Problem to solve. The material is to be repeated exactly, from first line to last.

┌──

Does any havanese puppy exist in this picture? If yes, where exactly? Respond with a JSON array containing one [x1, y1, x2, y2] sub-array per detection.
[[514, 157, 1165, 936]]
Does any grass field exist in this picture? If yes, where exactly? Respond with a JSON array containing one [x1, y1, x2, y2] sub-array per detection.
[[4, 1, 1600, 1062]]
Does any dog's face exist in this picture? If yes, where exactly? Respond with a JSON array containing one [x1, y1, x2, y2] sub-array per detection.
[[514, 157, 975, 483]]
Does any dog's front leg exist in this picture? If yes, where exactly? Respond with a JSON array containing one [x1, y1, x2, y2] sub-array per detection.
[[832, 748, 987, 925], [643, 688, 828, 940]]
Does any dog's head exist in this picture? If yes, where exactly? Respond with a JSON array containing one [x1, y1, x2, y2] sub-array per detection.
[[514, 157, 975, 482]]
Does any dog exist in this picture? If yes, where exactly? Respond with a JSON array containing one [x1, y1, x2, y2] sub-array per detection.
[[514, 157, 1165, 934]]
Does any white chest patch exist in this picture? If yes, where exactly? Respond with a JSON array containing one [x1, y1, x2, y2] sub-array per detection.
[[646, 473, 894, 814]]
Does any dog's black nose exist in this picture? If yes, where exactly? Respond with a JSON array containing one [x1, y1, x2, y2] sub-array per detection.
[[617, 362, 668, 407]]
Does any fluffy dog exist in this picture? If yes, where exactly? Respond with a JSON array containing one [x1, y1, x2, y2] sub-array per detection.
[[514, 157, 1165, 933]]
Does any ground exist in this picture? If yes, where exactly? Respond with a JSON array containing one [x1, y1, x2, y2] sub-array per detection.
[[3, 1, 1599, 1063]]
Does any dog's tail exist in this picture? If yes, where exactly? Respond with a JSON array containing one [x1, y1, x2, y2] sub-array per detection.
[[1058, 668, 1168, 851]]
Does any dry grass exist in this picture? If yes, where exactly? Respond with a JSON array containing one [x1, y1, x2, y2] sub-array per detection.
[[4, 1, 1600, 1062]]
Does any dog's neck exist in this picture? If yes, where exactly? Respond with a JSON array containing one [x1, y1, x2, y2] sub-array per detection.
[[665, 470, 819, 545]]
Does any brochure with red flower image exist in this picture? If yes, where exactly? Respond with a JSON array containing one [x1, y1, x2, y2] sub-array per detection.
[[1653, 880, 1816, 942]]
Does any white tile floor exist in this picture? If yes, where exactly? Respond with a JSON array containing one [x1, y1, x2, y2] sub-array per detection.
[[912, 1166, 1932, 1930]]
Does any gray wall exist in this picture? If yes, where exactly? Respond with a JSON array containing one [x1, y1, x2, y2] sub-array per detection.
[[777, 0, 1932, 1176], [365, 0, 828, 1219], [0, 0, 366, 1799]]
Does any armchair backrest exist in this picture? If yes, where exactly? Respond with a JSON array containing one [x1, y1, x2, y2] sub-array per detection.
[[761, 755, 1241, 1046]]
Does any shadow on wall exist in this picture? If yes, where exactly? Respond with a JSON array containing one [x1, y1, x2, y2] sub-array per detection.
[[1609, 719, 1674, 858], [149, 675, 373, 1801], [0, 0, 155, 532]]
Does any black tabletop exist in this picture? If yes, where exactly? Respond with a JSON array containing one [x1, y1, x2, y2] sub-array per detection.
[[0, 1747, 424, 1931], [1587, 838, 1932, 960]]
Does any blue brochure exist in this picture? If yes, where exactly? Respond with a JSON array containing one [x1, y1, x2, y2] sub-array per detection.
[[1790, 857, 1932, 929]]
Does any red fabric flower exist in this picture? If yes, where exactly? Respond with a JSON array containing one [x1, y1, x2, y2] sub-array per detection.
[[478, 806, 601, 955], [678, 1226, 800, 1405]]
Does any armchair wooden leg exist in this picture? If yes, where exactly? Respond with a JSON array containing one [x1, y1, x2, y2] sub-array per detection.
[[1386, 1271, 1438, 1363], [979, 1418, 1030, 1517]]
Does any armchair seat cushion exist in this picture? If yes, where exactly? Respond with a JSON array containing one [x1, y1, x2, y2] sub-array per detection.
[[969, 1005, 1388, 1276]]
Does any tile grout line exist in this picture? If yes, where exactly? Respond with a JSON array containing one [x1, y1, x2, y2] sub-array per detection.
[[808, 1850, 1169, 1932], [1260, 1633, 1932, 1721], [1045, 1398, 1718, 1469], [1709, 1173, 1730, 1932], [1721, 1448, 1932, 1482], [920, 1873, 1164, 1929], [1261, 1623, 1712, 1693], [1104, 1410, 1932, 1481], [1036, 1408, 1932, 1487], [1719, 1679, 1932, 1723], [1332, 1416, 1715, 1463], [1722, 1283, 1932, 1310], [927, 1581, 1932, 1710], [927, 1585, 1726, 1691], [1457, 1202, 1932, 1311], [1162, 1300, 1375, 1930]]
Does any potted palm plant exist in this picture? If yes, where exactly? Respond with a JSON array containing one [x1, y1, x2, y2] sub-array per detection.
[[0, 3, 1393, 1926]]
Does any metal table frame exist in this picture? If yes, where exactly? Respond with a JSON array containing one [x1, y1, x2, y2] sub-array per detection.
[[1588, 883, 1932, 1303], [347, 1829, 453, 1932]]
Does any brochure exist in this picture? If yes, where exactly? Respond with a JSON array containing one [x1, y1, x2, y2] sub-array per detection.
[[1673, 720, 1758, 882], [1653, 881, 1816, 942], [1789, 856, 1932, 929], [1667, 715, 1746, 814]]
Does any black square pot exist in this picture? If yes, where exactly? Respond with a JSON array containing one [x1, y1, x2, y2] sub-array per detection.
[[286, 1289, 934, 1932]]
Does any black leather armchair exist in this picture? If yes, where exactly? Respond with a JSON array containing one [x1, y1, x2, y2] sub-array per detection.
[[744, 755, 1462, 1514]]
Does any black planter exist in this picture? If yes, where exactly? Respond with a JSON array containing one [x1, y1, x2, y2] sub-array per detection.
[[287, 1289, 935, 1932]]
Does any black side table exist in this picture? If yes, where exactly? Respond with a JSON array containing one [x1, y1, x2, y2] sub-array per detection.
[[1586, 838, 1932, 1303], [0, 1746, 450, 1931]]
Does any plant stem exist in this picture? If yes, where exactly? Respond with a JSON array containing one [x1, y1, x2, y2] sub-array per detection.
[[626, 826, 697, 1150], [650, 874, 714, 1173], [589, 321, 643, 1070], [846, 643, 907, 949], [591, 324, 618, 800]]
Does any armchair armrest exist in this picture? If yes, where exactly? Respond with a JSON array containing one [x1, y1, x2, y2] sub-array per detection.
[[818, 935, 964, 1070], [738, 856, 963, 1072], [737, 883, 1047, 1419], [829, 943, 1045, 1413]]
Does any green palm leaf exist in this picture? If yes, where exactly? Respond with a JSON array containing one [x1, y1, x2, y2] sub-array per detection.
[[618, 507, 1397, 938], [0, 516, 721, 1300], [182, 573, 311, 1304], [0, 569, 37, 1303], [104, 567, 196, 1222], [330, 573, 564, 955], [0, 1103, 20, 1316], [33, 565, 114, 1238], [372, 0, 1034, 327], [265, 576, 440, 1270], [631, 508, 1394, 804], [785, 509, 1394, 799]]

└──

Answer box.
Does any havanese puppy exist in this picture? If yes, where exactly? Respond with a JSON array containing one [x1, y1, x2, y2] sub-array per detection.
[[514, 157, 1165, 936]]
Does any grass field exist in this picture? If yes, where exactly? Respond with a JSON array containing one [x1, y1, x2, y2] sub-array per detection.
[[4, 1, 1600, 1062]]
Does any dog's face exist in this picture? If yes, where exactly? Respond with a JSON array containing one [x1, y1, x2, y2] sub-array per detection.
[[514, 157, 975, 483]]
Does any dog's front leg exist in this picture? If yes, where exactly? Respond with a JSON array containing one [x1, y1, x2, y2] sub-array per detection.
[[832, 748, 987, 925], [643, 688, 828, 940]]
Does any dog's head exist in this picture? If yes, where exactly? Respond with a JSON array containing one [x1, y1, x2, y2] sub-array per detection.
[[514, 157, 975, 482]]
Does any dog exist in this picture? If yes, where exactly? Respond with a JSON array containing one [x1, y1, x2, y2] sub-array per detection.
[[514, 157, 1165, 934]]
Does any white chest patch exist in this picture? If yes, where exactly? Respond with a JSON array containing one [x1, y1, x2, y2] sub-array per detection.
[[646, 473, 894, 814]]
Does any dog's black nose exist in this picture? If yes, where exactly? Respond with a JSON array containing one [x1, y1, x2, y2] sub-array per detection.
[[617, 362, 668, 407]]
Does any fluffy dog exist in this picture? If yes, where exactly? Respond with a JSON array containing one [x1, y1, x2, y2] sub-array per detection.
[[514, 157, 1165, 933]]
Does any ground exist in this picture? If yes, where exactly? Respond with a JSON array containing one [x1, y1, x2, y2] sub-array per detection.
[[3, 1, 1599, 1063]]
Does any dog's tail exist in this picture? If yes, where exactly? Respond with a JSON array containing one [x1, y1, x2, y2] sub-array per detection.
[[1058, 668, 1168, 851]]
Does any dry grass exist in this picture? If yes, where exactly? Respond with a JSON array containing one [x1, y1, x2, y2] sub-array per detection.
[[4, 1, 1600, 1062]]
Does any dog's neck exist in this picture? If yes, where exactly? Respond with a JSON array containing one [x1, y1, x2, y2] sub-array per detection.
[[665, 470, 819, 545]]
Does any brochure with red flower image exist in this picture? If yes, where exactly? Respond with a JSON array containing one [x1, y1, x2, y2] sub-array per detection.
[[1653, 880, 1816, 942]]
Does any white tile floor exist in this picture? If yes, where exactly? Respond with a JSON array containing one [x1, y1, x2, y2] sub-array per detection.
[[912, 1166, 1932, 1930]]
Does any gray wall exist in this picture? If yes, where exactly? Respond with a JSON array containing one [x1, y1, x2, y2] sub-array per detection.
[[777, 0, 1932, 1176], [365, 0, 828, 1219], [0, 0, 366, 1799]]
Does any armchair backrest exist in this picture? If yes, where exactly? Respond with a JSON array containing one [x1, y1, x2, y2] sub-array per detection.
[[761, 755, 1241, 1046]]
Does any shadow on wall exist in this picture? If yes, where exactly? Respond with a JSON array containing one [x1, y1, x2, y2] sub-array per detection.
[[1609, 719, 1674, 858], [149, 675, 373, 1801], [0, 0, 155, 532]]
Does any black tabletop exist in this picture? If yes, where exactly? Respond with a JSON array containing one [x1, y1, x2, y2] sub-array per detection.
[[0, 1747, 424, 1931], [1587, 838, 1932, 960]]
Does any blue brochure exist in this picture? If yes, where exactly? Respond with a JSON array containing one [x1, y1, x2, y2] sub-array per detection.
[[1790, 857, 1932, 929]]
Does any red fabric flower exist in this picture? If yes, where exactly? Respond with a JSON array containing one [x1, y1, x2, y2] sub-array per detection.
[[478, 806, 601, 955], [678, 1226, 800, 1405]]
Does any armchair wooden leg exist in this picture? If yes, where exactly? Respond with a JSON array containing one [x1, y1, x2, y2] sub-array per detection.
[[1386, 1271, 1438, 1363], [979, 1418, 1030, 1517]]
Does any armchair seat cushion exist in this picture? If yes, where exactly? Respond with a JSON array containing one [x1, y1, x2, y2] sub-array per detection.
[[969, 1005, 1388, 1276]]
Does any tile grout line exist in this picture? If yes, where exactly? Respond with a JSON array containing one [x1, y1, x2, y2] sub-array per detection.
[[808, 1850, 1169, 1932], [1260, 1633, 1932, 1721], [1045, 1398, 1718, 1469], [1709, 1173, 1730, 1932], [1721, 1448, 1932, 1482], [920, 1873, 1164, 1929], [1261, 1623, 1712, 1693], [1104, 1410, 1932, 1481], [1036, 1408, 1932, 1487], [1719, 1679, 1932, 1723], [1332, 1416, 1715, 1463], [1722, 1283, 1932, 1310], [927, 1581, 1932, 1710], [927, 1585, 1726, 1691], [1457, 1202, 1932, 1311], [1162, 1300, 1375, 1930]]
Does any potted palm plant exist in this picture? If yes, where exactly? Respond with a JSON array containing one [x1, y1, x2, y2] sub-array per detection.
[[0, 3, 1393, 1926]]
Does any metal table frame exist in this picture? If yes, where exactly? Respond with a JSON array containing one [x1, y1, x2, y2] sub-array per detection.
[[1588, 883, 1932, 1303], [347, 1829, 453, 1932]]
Does any brochure exist in this picture? If yes, where exactly? Respond with a JSON array containing one [x1, y1, x2, y2] sub-array per detection.
[[1673, 720, 1758, 882], [1653, 881, 1816, 942], [1789, 856, 1932, 929], [1667, 715, 1746, 814]]
Does any black square pot exist in this picture? If yes, where exactly? Respond with a JSON array containing one [x1, y1, x2, y2] sub-array per detection.
[[286, 1289, 934, 1932]]
Does any black leather armchair exist in this picture? If yes, where exactly? Respond with a JSON array containing one [x1, y1, x2, y2] sub-array per detection.
[[744, 755, 1462, 1514]]
Does any black planter exist in this picture? If yes, where exactly? Respond with a JSON array containing one [x1, y1, x2, y2] sub-array per detection.
[[287, 1289, 935, 1932]]
Does any black side table exist in this picture? If yes, where exactly? Respond with a JSON array containing one [x1, y1, x2, y2] sub-array per detection.
[[1586, 838, 1932, 1303], [0, 1746, 450, 1931]]
Does any plant stem exist in this picture? If yes, where exactly? Respond with a JSON array containing one [x1, y1, x2, y2] sub-array per detection.
[[626, 826, 697, 1150], [650, 874, 714, 1173], [589, 321, 643, 1070], [846, 643, 907, 949], [591, 324, 618, 800]]
Does any armchair armrest exist in this picture? If yes, where exactly? Respond with a JSON array containing one [x1, y1, x2, y2] sub-array per detection.
[[818, 935, 964, 1070], [738, 856, 963, 1072], [737, 883, 1047, 1419], [829, 943, 1045, 1413]]
Does any green palm leaf exist in this picture? If yes, where exactly? Respond with a JSON array containing one [x1, y1, x2, y2] sub-array per detection.
[[618, 507, 1397, 938], [0, 516, 721, 1300], [182, 573, 311, 1304], [0, 569, 37, 1303], [104, 567, 196, 1222], [330, 573, 564, 955], [0, 1103, 20, 1316], [33, 565, 114, 1238], [372, 0, 1034, 327], [265, 576, 440, 1270], [631, 508, 1394, 804], [785, 509, 1394, 799]]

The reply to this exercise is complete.